### Task statement
Work through the records below and copy every line that includes "pull".

### Supplied records
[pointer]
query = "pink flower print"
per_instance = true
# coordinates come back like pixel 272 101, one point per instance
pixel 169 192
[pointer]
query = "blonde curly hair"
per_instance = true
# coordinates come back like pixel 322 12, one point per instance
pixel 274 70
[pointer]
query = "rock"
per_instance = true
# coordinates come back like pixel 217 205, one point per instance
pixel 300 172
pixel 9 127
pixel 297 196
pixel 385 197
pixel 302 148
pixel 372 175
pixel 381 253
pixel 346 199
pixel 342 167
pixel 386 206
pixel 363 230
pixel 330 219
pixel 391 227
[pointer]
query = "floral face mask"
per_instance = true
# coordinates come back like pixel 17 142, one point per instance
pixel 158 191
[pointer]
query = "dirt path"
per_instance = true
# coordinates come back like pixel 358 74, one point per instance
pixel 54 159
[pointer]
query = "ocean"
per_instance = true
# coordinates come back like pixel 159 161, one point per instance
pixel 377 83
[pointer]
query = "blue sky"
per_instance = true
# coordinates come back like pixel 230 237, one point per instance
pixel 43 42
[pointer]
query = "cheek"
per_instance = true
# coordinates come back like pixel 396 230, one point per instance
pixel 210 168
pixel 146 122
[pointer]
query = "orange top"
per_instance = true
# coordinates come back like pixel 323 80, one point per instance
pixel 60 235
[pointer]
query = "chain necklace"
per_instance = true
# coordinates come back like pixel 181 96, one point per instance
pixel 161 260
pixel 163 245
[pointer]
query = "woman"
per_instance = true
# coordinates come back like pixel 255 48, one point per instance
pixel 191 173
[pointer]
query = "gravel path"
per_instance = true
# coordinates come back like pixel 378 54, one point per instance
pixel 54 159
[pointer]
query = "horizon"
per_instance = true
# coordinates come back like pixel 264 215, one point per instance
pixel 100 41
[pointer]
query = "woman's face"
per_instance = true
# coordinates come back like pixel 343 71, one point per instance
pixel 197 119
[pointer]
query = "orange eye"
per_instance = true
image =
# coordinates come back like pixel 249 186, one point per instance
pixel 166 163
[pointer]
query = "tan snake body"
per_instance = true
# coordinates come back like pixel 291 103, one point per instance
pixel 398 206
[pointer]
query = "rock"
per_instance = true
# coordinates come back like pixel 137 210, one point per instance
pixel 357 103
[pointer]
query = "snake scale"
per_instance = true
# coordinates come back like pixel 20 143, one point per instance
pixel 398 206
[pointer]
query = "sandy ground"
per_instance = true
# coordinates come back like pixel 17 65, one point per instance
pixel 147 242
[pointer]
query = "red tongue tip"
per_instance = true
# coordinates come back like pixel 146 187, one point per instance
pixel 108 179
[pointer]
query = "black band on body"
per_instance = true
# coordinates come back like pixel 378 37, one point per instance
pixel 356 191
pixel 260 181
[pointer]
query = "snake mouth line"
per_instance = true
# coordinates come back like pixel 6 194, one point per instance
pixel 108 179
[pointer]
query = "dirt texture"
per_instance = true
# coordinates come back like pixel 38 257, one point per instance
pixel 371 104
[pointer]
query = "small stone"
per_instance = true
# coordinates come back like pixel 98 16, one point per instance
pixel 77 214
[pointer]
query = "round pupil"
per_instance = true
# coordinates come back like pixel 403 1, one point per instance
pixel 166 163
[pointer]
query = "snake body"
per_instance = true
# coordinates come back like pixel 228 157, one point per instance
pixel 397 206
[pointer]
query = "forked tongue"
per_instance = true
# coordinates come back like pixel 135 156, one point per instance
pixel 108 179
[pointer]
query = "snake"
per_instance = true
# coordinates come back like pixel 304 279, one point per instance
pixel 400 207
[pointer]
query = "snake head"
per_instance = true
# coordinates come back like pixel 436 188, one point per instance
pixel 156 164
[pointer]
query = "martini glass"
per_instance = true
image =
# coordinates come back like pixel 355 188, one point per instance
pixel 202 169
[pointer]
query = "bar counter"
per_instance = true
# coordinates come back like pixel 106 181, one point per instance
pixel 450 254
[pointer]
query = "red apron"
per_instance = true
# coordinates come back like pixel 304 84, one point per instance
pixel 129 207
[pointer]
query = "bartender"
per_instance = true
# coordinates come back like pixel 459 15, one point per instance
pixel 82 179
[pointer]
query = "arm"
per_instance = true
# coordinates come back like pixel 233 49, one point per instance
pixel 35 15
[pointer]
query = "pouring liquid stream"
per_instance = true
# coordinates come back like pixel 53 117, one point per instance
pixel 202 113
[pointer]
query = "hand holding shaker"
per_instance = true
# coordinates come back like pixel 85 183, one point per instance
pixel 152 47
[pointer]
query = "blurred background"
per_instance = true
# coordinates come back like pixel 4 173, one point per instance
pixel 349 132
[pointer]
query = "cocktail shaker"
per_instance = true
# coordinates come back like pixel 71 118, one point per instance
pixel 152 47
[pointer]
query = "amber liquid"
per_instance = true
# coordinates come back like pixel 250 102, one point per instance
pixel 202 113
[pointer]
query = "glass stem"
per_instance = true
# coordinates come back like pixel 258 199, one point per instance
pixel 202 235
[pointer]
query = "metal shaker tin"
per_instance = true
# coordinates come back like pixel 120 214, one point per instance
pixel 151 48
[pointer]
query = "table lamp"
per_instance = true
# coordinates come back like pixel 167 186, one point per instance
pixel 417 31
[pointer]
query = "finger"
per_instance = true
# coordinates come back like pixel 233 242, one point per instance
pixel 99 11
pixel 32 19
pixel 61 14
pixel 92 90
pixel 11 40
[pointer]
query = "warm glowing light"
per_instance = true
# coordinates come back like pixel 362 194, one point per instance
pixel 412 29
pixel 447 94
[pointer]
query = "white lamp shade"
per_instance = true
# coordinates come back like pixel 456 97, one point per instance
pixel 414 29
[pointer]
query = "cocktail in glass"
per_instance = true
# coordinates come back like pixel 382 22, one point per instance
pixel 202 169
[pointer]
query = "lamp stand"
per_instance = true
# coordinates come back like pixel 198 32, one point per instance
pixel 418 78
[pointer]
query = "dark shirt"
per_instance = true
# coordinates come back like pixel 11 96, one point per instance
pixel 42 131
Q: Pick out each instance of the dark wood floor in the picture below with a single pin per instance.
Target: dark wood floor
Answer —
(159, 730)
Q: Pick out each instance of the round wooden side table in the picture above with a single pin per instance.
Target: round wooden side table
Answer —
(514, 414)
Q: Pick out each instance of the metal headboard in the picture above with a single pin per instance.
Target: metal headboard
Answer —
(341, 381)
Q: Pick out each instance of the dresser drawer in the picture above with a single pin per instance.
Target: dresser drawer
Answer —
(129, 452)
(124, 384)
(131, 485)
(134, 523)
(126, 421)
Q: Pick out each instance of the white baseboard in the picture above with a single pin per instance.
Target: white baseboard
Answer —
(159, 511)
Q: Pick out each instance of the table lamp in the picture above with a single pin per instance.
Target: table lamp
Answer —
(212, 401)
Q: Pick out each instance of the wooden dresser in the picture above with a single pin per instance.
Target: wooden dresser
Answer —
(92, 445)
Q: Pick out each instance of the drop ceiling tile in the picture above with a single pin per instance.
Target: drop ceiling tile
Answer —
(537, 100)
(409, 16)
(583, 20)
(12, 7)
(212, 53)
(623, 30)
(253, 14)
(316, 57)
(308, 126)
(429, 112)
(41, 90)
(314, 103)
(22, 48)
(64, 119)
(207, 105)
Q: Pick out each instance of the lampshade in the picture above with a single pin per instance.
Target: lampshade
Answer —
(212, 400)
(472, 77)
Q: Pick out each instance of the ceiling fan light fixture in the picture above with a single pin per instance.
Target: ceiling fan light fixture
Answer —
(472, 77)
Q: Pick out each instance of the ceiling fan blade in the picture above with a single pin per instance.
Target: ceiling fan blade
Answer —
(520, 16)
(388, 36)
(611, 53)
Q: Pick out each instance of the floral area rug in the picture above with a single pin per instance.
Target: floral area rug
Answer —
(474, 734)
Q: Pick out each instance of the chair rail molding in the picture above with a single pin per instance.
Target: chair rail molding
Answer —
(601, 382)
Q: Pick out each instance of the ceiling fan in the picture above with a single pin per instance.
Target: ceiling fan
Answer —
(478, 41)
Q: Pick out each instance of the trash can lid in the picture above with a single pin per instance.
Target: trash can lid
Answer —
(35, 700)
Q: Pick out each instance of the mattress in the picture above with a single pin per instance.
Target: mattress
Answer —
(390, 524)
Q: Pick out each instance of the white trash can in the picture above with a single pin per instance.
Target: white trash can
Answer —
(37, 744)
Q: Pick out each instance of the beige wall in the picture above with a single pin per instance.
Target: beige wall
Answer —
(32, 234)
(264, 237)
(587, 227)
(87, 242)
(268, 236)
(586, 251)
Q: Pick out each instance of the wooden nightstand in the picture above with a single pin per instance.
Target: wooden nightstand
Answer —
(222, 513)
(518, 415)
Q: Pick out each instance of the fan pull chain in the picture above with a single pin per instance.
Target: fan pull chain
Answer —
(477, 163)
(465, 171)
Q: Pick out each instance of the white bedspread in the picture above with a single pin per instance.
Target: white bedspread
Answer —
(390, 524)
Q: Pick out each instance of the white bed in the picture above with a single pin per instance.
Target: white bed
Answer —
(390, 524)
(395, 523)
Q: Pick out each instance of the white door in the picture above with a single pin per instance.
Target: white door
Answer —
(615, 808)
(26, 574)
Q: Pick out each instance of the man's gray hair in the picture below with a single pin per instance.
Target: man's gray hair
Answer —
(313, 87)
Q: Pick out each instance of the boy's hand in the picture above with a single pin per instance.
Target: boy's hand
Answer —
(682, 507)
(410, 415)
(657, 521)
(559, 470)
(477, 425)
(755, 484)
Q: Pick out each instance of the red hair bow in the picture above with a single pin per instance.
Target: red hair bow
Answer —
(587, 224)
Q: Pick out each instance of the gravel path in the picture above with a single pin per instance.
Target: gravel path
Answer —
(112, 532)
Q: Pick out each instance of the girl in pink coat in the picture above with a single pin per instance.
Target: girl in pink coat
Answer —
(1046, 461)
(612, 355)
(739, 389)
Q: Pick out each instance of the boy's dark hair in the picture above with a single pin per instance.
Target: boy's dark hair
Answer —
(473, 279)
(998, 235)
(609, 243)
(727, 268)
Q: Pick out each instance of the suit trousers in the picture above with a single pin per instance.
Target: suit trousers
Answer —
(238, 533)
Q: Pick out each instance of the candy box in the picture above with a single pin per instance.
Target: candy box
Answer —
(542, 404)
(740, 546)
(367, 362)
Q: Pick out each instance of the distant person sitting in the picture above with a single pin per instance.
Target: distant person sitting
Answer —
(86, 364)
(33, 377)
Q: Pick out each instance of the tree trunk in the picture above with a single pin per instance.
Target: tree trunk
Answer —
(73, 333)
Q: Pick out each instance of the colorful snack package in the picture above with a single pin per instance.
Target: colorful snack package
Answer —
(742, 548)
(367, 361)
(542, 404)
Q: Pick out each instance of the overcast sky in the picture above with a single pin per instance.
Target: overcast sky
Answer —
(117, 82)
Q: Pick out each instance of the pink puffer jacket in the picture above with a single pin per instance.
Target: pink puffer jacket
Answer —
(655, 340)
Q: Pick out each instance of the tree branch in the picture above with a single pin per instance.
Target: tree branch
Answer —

### Written solution
Q: Pick out each instance of the fan pull chain in the picture above with a single pin per instance.
Target: fan pull chain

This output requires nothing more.